- **Excerpted data**:
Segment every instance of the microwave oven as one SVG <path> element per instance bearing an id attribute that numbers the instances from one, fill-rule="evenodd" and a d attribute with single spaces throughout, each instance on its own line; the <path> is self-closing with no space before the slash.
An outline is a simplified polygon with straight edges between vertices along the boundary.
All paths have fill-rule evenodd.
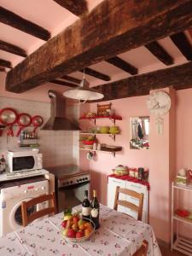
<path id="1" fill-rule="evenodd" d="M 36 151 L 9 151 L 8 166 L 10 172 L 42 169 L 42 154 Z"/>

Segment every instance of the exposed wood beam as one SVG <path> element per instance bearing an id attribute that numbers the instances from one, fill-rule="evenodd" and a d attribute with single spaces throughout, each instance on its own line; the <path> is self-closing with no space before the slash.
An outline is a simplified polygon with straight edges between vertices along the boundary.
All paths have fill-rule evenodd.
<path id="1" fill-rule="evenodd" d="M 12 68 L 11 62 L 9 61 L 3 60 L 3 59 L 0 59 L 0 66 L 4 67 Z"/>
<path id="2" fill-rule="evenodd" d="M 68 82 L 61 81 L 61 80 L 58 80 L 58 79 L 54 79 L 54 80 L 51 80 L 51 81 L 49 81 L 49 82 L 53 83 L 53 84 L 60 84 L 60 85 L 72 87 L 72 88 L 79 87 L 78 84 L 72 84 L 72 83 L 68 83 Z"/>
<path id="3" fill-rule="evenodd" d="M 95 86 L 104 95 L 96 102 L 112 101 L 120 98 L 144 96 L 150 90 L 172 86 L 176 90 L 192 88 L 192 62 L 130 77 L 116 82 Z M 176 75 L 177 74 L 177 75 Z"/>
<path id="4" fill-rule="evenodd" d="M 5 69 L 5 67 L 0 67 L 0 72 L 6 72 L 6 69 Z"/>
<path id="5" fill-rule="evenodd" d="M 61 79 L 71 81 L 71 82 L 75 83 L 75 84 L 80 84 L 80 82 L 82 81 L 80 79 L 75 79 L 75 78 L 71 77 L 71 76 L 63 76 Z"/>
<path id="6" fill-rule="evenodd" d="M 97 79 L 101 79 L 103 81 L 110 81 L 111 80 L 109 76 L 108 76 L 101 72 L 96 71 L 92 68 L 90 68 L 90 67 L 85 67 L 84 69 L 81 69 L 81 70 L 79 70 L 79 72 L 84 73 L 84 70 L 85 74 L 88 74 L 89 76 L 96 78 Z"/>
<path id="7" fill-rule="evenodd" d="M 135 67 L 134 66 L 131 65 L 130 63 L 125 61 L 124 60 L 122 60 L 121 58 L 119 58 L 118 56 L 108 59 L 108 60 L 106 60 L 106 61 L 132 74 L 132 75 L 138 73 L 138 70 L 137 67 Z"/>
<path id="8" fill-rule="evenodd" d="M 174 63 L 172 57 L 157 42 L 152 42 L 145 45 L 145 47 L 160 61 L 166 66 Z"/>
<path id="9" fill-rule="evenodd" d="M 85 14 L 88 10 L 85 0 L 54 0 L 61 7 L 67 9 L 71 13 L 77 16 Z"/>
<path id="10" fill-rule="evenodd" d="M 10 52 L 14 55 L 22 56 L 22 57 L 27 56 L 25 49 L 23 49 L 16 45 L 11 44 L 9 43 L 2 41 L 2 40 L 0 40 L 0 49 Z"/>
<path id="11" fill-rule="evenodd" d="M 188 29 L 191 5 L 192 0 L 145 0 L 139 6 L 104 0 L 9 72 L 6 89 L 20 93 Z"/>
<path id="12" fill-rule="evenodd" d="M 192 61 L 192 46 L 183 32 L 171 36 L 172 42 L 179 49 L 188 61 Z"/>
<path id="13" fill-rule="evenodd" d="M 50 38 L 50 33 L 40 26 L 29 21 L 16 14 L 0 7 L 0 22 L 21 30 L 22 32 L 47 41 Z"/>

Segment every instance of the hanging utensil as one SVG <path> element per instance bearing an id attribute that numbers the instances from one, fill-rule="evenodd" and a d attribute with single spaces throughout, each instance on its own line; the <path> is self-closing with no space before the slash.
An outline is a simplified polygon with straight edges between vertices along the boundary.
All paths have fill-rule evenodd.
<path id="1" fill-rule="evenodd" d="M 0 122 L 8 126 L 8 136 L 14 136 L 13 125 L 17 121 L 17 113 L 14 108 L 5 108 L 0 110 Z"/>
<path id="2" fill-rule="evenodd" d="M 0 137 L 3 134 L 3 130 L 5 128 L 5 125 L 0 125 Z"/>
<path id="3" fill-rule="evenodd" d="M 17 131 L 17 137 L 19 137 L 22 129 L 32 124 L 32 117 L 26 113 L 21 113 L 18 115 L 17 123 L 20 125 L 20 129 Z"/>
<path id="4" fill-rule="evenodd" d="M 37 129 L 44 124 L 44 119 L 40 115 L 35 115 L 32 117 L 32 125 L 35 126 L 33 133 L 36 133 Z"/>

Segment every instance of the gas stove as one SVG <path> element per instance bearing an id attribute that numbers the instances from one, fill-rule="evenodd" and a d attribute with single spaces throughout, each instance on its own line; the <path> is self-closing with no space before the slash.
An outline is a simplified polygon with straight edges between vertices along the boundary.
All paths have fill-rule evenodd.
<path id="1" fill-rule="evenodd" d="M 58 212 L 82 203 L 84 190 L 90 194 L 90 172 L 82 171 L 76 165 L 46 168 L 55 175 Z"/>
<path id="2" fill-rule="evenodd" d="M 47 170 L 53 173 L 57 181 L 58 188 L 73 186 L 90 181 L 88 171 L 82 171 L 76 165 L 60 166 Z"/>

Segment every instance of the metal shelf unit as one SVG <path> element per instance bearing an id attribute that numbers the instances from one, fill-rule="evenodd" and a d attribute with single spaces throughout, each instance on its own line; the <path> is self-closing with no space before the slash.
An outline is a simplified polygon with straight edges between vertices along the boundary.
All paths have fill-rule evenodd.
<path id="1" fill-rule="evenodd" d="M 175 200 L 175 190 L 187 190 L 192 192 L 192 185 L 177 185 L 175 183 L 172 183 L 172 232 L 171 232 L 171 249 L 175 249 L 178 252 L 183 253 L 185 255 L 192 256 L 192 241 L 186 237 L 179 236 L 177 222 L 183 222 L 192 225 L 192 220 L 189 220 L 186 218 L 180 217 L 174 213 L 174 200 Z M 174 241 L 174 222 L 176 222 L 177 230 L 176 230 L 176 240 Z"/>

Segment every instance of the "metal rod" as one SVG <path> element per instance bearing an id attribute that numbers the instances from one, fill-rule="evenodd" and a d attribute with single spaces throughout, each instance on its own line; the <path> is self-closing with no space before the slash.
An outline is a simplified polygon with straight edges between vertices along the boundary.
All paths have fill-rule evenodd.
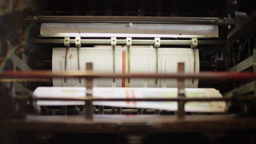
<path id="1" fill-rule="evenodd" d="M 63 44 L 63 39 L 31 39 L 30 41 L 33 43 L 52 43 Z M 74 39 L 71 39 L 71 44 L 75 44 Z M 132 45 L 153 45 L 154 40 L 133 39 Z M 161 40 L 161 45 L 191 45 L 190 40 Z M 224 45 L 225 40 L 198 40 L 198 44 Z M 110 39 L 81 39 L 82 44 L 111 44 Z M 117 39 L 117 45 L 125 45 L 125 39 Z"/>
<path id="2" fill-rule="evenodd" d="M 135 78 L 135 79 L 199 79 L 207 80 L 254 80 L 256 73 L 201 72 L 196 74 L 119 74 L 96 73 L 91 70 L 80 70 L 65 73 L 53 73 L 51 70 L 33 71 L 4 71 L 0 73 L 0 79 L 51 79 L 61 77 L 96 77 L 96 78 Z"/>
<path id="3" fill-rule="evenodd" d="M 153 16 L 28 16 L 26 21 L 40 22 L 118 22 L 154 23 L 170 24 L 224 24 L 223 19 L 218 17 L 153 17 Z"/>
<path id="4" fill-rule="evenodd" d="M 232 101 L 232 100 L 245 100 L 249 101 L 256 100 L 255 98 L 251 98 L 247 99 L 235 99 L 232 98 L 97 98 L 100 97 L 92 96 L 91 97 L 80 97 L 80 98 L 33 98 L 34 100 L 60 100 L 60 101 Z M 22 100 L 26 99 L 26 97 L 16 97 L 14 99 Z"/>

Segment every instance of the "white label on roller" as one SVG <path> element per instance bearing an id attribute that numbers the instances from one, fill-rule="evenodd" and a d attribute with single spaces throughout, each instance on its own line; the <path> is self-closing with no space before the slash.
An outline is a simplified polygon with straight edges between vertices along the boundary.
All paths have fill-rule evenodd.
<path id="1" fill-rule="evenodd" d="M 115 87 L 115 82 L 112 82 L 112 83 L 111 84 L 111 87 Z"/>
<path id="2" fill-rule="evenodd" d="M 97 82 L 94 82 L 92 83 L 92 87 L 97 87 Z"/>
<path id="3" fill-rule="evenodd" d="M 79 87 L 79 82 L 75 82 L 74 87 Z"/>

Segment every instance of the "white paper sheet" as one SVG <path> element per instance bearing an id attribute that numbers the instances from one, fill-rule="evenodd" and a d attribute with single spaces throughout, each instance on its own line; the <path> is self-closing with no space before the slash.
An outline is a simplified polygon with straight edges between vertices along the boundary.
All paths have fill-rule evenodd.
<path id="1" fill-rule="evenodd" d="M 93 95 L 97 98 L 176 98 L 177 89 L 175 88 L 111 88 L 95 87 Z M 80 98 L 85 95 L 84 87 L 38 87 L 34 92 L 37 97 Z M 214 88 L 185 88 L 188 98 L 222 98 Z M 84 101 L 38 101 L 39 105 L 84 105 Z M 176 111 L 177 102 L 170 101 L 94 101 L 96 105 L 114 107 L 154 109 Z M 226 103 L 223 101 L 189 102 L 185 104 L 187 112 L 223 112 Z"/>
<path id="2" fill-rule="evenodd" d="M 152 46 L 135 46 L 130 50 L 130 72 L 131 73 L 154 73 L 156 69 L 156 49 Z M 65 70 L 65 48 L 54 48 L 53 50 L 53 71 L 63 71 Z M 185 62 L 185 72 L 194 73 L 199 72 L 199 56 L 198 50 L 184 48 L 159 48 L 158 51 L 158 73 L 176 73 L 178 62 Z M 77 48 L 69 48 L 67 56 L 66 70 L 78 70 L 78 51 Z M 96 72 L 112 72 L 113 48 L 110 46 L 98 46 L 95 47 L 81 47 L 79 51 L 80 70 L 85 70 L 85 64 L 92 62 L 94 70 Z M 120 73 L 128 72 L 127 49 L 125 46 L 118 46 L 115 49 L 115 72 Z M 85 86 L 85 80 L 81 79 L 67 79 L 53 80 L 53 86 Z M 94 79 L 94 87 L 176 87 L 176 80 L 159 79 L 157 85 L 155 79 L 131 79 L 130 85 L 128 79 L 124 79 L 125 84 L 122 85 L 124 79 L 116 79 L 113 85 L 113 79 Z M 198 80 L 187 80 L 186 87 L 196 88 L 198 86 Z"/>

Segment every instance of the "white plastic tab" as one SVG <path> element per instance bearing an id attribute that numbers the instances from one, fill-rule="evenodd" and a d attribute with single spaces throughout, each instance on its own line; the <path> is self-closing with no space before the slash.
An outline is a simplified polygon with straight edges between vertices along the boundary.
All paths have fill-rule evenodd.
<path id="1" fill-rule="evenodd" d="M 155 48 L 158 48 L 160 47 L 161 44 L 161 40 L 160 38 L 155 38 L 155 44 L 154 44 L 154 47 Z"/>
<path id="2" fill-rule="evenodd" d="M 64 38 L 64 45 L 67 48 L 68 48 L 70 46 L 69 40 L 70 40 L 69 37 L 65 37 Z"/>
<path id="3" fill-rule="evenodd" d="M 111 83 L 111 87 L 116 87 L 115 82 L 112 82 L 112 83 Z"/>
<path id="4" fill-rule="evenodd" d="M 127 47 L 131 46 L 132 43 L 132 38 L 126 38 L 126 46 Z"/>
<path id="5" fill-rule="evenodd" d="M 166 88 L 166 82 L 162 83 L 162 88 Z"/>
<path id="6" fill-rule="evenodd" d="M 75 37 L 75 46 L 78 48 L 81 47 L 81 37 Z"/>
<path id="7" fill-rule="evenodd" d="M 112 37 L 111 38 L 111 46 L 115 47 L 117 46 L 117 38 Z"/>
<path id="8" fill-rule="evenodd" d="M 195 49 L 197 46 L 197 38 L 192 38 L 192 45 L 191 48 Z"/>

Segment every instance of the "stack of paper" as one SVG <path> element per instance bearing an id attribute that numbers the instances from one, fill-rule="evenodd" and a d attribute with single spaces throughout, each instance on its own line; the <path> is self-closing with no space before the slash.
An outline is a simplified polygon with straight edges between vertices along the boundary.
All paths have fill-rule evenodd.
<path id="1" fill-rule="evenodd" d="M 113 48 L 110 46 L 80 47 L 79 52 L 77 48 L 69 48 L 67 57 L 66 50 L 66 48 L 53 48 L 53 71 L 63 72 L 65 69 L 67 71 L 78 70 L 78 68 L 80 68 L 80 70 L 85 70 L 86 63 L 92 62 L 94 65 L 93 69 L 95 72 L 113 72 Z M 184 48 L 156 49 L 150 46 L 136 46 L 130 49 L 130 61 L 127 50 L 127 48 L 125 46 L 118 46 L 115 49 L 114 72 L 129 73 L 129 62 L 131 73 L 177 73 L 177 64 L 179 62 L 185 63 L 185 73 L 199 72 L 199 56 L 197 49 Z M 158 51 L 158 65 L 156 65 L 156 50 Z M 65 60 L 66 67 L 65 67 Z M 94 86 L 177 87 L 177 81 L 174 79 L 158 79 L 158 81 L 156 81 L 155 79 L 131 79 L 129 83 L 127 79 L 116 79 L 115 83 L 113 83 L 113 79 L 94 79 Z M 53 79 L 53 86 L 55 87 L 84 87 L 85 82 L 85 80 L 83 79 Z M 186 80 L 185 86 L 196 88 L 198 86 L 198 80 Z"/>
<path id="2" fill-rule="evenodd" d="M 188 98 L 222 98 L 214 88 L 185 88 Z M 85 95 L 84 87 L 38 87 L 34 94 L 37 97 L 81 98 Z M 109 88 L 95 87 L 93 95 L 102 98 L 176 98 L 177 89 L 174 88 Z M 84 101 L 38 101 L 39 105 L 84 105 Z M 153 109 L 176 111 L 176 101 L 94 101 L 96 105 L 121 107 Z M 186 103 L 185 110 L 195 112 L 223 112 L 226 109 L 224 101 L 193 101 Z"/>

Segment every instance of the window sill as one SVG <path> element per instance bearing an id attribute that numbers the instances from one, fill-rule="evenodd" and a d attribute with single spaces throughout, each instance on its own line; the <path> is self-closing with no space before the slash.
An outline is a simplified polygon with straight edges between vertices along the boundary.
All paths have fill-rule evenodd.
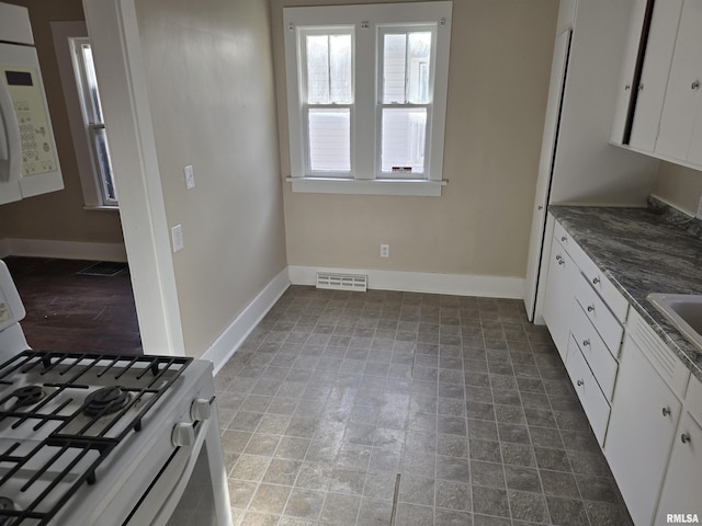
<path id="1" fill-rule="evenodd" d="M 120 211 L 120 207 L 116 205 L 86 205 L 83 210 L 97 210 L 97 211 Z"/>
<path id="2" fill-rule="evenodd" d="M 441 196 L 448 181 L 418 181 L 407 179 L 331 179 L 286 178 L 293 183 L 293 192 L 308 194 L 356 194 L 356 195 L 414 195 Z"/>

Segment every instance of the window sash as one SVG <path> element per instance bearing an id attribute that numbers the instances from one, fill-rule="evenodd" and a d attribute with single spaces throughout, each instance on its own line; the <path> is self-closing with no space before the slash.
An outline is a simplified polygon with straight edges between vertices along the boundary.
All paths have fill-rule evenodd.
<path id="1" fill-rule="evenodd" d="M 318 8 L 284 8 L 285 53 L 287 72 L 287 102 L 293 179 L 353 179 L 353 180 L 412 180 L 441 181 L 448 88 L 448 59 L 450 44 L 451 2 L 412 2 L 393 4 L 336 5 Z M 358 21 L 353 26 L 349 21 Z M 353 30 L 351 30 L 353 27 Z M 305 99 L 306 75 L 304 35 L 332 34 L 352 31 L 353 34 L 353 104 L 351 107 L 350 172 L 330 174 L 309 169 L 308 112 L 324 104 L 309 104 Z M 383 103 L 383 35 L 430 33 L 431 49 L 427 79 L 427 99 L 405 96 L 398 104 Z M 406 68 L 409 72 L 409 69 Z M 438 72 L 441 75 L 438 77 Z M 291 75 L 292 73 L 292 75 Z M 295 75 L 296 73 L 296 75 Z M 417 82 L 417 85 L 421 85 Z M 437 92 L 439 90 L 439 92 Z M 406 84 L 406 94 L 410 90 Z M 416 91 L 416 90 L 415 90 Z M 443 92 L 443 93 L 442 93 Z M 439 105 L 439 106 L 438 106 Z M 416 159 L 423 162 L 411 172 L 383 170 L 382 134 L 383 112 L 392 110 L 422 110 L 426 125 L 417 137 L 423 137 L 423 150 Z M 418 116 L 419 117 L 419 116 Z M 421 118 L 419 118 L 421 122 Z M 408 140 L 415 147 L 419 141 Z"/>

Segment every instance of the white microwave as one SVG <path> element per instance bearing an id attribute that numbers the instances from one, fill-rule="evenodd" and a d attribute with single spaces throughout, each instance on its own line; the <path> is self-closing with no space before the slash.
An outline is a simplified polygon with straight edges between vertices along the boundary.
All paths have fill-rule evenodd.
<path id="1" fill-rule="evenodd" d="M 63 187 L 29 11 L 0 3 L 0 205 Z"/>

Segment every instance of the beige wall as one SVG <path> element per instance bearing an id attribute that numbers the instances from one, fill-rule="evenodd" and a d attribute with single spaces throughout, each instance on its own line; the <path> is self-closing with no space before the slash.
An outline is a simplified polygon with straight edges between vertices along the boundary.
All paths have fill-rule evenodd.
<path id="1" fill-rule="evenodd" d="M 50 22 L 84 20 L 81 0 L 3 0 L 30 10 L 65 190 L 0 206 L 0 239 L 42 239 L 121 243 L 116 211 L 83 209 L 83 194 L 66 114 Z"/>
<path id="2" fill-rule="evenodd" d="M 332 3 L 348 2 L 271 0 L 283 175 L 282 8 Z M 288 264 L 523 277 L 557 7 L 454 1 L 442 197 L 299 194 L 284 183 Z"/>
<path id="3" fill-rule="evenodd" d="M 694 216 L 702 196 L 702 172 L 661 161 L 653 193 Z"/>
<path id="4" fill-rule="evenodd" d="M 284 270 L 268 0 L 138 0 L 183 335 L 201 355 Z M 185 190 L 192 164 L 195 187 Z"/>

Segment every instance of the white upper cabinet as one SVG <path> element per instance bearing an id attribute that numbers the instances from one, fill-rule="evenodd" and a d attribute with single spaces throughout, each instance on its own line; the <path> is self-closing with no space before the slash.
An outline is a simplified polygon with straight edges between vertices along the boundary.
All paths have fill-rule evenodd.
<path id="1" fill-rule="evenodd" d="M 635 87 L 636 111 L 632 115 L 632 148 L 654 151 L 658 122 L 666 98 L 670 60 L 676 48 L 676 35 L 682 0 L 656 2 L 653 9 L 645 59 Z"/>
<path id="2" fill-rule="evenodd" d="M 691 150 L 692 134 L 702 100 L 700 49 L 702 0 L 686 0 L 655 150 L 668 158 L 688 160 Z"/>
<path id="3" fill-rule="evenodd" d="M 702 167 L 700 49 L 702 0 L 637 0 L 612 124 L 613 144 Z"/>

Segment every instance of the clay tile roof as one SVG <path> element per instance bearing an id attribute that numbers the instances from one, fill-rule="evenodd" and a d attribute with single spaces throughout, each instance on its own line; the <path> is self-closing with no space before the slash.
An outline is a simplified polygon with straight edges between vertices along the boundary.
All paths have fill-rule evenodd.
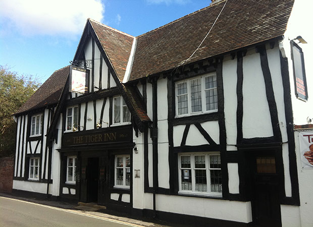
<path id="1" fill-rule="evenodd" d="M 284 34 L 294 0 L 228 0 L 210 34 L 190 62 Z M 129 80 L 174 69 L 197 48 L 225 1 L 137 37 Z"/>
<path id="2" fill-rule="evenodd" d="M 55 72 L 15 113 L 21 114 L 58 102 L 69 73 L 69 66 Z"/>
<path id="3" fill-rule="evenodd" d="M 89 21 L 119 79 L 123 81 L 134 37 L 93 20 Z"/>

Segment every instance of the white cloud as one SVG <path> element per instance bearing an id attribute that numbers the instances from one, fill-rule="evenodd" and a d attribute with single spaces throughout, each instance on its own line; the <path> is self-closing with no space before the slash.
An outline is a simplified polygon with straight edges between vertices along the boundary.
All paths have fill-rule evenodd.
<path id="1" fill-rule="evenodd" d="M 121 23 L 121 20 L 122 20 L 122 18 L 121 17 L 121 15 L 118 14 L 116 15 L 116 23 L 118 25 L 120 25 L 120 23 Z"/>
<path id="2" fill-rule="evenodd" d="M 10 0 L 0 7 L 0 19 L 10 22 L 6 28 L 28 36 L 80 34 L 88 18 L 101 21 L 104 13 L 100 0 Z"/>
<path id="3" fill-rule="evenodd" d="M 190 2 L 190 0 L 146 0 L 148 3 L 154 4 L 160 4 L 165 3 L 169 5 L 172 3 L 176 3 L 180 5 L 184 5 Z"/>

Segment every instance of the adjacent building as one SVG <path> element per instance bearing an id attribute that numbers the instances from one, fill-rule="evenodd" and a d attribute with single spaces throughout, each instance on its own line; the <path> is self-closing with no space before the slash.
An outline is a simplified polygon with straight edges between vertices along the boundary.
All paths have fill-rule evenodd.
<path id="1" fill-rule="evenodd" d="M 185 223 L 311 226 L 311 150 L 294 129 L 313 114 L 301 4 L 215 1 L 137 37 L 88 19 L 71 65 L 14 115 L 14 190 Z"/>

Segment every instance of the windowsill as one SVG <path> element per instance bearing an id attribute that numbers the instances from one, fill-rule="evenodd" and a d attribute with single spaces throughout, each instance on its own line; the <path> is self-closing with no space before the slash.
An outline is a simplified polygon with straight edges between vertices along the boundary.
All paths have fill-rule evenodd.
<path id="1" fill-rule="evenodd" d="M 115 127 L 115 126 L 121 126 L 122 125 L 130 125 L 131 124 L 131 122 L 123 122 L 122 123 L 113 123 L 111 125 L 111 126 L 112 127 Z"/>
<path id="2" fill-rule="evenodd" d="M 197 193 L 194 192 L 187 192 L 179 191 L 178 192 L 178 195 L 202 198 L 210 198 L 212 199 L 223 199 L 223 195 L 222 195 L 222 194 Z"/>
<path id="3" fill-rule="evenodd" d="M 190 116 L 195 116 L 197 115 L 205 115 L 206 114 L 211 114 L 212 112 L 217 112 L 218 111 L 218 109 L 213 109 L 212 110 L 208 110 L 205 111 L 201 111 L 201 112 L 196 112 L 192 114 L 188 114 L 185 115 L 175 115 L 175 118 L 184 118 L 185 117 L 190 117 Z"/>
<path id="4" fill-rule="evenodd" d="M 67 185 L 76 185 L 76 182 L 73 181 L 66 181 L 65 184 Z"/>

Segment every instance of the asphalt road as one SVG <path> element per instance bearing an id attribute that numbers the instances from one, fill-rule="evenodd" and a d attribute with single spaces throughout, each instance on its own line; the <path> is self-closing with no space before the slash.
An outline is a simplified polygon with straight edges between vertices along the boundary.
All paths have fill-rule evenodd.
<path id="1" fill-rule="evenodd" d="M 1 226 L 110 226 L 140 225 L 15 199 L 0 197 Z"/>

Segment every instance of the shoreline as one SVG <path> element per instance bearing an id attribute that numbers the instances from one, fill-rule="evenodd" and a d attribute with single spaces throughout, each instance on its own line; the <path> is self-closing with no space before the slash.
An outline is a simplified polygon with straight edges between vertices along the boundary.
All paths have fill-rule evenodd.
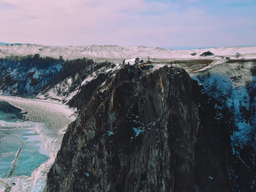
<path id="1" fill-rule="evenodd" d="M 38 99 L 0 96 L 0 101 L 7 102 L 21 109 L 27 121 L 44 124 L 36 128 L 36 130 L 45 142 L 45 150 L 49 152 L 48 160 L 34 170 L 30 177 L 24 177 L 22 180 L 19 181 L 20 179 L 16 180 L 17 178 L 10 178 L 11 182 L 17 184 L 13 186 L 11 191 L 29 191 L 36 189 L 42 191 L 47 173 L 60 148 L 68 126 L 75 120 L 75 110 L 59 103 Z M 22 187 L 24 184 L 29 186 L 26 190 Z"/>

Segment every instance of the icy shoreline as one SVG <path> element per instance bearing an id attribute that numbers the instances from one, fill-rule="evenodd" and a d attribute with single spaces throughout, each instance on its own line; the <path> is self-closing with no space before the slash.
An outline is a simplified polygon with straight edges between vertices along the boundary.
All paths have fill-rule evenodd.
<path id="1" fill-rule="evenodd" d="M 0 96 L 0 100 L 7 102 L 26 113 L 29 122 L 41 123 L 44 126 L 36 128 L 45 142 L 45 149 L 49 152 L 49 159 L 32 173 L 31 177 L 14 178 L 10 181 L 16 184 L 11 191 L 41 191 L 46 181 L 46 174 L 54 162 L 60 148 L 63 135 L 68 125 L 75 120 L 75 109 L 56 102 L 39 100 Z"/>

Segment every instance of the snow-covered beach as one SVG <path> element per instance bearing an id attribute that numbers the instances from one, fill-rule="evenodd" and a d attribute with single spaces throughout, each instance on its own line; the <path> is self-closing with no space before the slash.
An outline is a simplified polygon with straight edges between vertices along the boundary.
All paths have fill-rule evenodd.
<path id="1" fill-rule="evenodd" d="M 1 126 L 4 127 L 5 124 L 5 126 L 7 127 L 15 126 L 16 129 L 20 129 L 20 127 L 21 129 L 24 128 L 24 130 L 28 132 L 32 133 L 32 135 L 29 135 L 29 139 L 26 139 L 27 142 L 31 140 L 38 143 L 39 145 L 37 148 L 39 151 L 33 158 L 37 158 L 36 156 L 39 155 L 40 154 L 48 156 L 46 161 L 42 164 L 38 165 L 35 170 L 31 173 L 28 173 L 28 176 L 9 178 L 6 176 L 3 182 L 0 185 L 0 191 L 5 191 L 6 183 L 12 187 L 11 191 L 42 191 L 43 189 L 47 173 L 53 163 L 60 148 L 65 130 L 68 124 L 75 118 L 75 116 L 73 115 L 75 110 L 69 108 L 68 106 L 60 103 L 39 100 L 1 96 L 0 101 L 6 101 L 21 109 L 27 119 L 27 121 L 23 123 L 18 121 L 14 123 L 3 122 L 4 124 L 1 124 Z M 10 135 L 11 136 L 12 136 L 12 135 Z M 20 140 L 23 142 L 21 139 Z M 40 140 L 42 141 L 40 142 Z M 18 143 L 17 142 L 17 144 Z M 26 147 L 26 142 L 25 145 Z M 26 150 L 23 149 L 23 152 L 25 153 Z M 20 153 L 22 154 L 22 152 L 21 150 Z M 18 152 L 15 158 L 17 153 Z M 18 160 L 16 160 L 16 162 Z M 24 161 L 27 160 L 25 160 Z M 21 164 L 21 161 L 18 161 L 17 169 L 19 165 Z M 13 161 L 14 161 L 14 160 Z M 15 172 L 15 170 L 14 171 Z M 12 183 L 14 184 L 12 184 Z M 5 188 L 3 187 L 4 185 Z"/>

- **Task goal**: Update the data from its first line through the line that contains "151 L 9 151", replacing "microwave oven" with "toaster oven" and leaving everything else unchanged. Leave the picture out of your answer.

- **Expected answer**:
Segment every instance of the toaster oven as one SVG <path> element per instance bearing an id attribute that numbers the instances from one, fill-rule="evenodd" and a d attribute with single spaces throughout, each instance on its own line; the <path> is self-closing with no space before the slash.
An outline is a simplified polygon with straight edges between vertices along the boundary.
All paths have fill-rule evenodd.
<path id="1" fill-rule="evenodd" d="M 36 151 L 9 151 L 8 166 L 10 172 L 42 169 L 42 154 Z"/>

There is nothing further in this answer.